** begin LISTED RECORDS **

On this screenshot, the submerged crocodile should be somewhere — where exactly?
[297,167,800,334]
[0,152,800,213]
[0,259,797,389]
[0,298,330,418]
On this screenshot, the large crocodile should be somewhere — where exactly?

** end LISTED RECORDS **

PROMPT
Output each line of the data above as a string in a JSON list, one string per line, leaving out blank lines.

EXERCISE SOLUTION
[
  "On this screenshot, the submerged crocodile should be somewhere — where exactly?",
  "[297,167,800,334]",
  "[0,152,800,213]",
  "[0,259,797,389]",
  "[0,298,330,418]",
  "On this screenshot, the large crocodile should be somewhere — where exactly?"
]